» TASK LIST:
1. According to the Hillah bombing report, how far from Baghdad is Hillah, and in which direction?
2. Reproduce word for word the passage of the Hillah bombing report that begins at the words "Health officials said" and stops after "did not elaborate.".

» SELECTED TEXT:
--- START ---

Car bomber kills 125 in Iraq massacre
Torn limbs, feet and other body parts littered the street outside the clinic, where the recruits had been queuing for medicals, in Hillah, 60 miles south of Baghdad.
Health officials said the death toll could rise.
“The martyrs may be more because there are a number of body parts to be counted,” Mahmoud Abdul Reda said at a hospital. Morgue workers unloaded plastic body bags from pick-up trucks as weeping relatives looked on.
Provincial police headquarters said several people were arrested in connection with the blast but did not elaborate.
The attack in a city with a majority Shi’ite population came as the clergy-backed United Iraqi Alliance sought the support of other parties to form Iraq’s first democratically-elected government.
Insurgents have stepped up their attacks against predominantly Shi’ite targets in recent weeks.
People gathered at the site of the attack reportedly chanted slogans against the ‘wahabis’ referring to adherents of the puritan form of Islam preached by Osama bin Laden.
Following a funeral procession in Hillah, many of the dead will be taken to Najaf for burial.
Hillah is located just below the ‘triangle of death’, the mixed Sunni-Shi’ite region south of the capital that has earned the nickname owing to the frequency of insurgent bombing.
The blast outside a clinic was so powerful it nearly vaporised the suicide bomber’s car, leaving only its engine partially intact. The injured were piled into pick-up trucks and ambulances and taken to nearby hospitals.
Outside the concrete and brick building, people gingerly walked around small lakes of blood that pooled on the street.
Scorch marks infused with blood covered the clinic’s walls and dozens of people helped pile body parts, including arms, feet and limbs, into blankets.

--- END ---

» INPUT DATA:
--- START ---

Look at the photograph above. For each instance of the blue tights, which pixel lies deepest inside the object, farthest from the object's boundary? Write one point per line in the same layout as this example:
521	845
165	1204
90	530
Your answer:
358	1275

--- END ---

» ANSWERS BY TASK:
1. 60 miles south of Baghdad.

2.
Health officials said the death toll could rise.
“The martyrs may be more because there are a number of body parts to be counted,” Mahmoud Abdul Reda said at a hospital. Morgue workers unloaded plastic body bags from pick-up trucks as weeping relatives looked on.
Provincial police headquarters said several people were arrested in connection with the blast but did not elaborate.